§ **Texto em excerto**
——————————

Comendador, ex-autarca, líder associativo, comandante dos bombeiros e fervoroso sportinguista, Marta Soares continua, aos 80 anos, a falar como sempre viveu: sem filtros. A entrevista que lhe fiz revelou muito mais do que memórias — escancarou as feridas de um país onde, por vezes, parece que a moralidade é só para alguns.

O país que continua a arder (e não é por acaso)

Não tenho dúvidas de que, no passado, mesmo recente, havia muitos interesses que originavam incêndios florestais”, dispara Marta Soares. E quando um homem que passou a vida no terreno o diz, talvez valha a pena escutar. Fala com conhecimento de causa, denunciando negócios mal explicados nos meios aéreos, floresta abandonada, cadastro por fazer e décadas de promessas falhadas.

Aponta o dedo a sucessivos governos que “falam de cátedra sem distinguir um chaparro de um eucalipto” — uma frase que, se não fosse trágica, dava para rir. “Nenhum eucalipto vale a vida de um bombeiro”, afirma. Mas entre a cobardia política e os interesses instalados, o país continua a arder todos os verões.

Para Marta Soares, tudo começa no que nunca se fez: emparcelamento, ordenamento e uma legislação com coragem. “Os fogos não se combatem, evitam-se.” E evitar exige acção, não discursos decorados.

Os milhões do Metrobus e o silêncio de Poiares

Outro tema que o tira do sério: os famosos 370 milhões de euros gastos no projecto Metrobus, entre Coimbra e Serpins. Dinheiro gasto com pompa, sem retorno proporcional para Poiares. “Qual é a parte de Poiares nesse bolo?”, pergunta com indignação.

——————————

§ **O que fazer**
Transcreva do texto sobre Marta Soares o trecho que começa nas palavras "Aponta o dedo" e termina em "todos os verões.". A listagem não tem qualquer papel neste exercício.

——————————

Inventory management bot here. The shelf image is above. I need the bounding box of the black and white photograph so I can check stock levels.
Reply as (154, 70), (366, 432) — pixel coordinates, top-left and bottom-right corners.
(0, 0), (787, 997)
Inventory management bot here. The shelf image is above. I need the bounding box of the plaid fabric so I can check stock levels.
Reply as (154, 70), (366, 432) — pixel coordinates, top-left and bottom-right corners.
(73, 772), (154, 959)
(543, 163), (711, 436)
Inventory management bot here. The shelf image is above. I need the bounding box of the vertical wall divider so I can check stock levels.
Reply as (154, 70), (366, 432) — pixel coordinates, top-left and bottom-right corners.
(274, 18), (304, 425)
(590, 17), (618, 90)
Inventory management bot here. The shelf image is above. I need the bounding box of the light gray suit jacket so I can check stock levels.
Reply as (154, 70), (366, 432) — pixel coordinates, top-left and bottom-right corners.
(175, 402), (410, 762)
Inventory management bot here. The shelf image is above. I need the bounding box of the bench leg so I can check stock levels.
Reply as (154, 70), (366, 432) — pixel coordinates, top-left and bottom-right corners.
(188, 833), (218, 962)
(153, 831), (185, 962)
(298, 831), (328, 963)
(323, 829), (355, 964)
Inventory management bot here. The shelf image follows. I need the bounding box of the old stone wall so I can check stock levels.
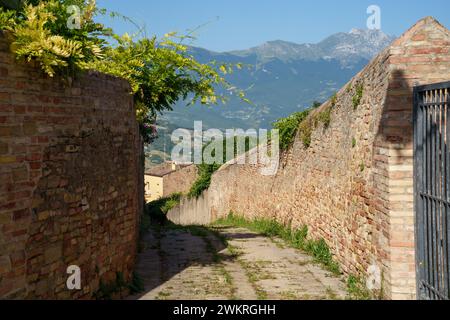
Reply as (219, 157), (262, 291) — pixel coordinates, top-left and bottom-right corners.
(167, 191), (214, 226)
(0, 33), (143, 299)
(168, 18), (450, 299)
(163, 165), (197, 197)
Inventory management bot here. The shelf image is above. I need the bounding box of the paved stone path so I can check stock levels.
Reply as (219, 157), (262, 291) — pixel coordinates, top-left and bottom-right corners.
(130, 228), (346, 300)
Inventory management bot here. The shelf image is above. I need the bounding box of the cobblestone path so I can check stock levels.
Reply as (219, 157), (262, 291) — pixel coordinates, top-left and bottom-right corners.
(130, 227), (346, 300)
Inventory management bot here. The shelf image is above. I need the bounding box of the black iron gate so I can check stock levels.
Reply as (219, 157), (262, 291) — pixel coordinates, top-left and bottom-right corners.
(414, 82), (450, 300)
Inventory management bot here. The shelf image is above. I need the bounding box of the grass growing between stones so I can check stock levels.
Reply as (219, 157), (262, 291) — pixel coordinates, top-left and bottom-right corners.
(215, 213), (340, 275)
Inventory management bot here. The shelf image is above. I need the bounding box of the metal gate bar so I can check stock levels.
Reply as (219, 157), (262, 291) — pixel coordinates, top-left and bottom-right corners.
(413, 82), (450, 300)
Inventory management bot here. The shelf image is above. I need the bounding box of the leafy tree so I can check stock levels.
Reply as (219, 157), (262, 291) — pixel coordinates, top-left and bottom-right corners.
(0, 0), (248, 142)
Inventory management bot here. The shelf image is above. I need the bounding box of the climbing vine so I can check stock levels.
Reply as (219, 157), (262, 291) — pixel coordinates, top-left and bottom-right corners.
(0, 0), (248, 142)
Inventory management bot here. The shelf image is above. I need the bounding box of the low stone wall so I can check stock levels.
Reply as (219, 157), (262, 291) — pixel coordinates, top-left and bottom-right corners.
(163, 165), (197, 197)
(167, 191), (214, 226)
(167, 18), (450, 299)
(0, 38), (143, 299)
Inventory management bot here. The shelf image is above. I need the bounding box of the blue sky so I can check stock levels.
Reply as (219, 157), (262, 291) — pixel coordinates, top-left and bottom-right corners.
(98, 0), (450, 51)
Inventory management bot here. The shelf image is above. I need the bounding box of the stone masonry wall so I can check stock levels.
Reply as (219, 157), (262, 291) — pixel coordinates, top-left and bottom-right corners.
(0, 33), (143, 299)
(171, 18), (450, 299)
(163, 165), (197, 197)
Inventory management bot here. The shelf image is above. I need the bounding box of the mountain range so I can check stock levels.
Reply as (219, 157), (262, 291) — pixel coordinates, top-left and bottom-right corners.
(150, 29), (394, 165)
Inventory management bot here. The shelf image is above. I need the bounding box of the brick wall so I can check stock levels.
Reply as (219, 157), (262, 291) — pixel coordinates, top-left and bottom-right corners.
(169, 18), (450, 299)
(0, 33), (143, 299)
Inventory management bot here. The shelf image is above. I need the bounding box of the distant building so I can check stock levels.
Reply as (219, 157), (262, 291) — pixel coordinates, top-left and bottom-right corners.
(145, 162), (197, 202)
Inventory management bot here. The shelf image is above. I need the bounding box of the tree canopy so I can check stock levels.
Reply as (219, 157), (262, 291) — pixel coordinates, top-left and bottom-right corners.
(0, 0), (245, 142)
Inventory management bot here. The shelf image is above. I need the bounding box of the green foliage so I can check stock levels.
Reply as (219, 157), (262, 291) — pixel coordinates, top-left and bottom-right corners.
(317, 107), (332, 128)
(146, 193), (181, 224)
(0, 0), (249, 132)
(330, 93), (338, 108)
(352, 83), (364, 110)
(216, 213), (340, 274)
(273, 109), (311, 151)
(188, 164), (220, 198)
(89, 33), (241, 119)
(2, 0), (106, 77)
(347, 275), (373, 300)
(0, 7), (16, 31)
(359, 162), (366, 172)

——————————

§ **Exercício resolvido**
Aponta o dedo a sucessivos governos que “falam de cátedra sem distinguir um chaparro de um eucalipto” — uma frase que, se não fosse trágica, dava para rir. “Nenhum eucalipto vale a vida de um bombeiro”, afirma. Mas entre a cobardia política e os interesses instalados, o país continua a arder todos os verões.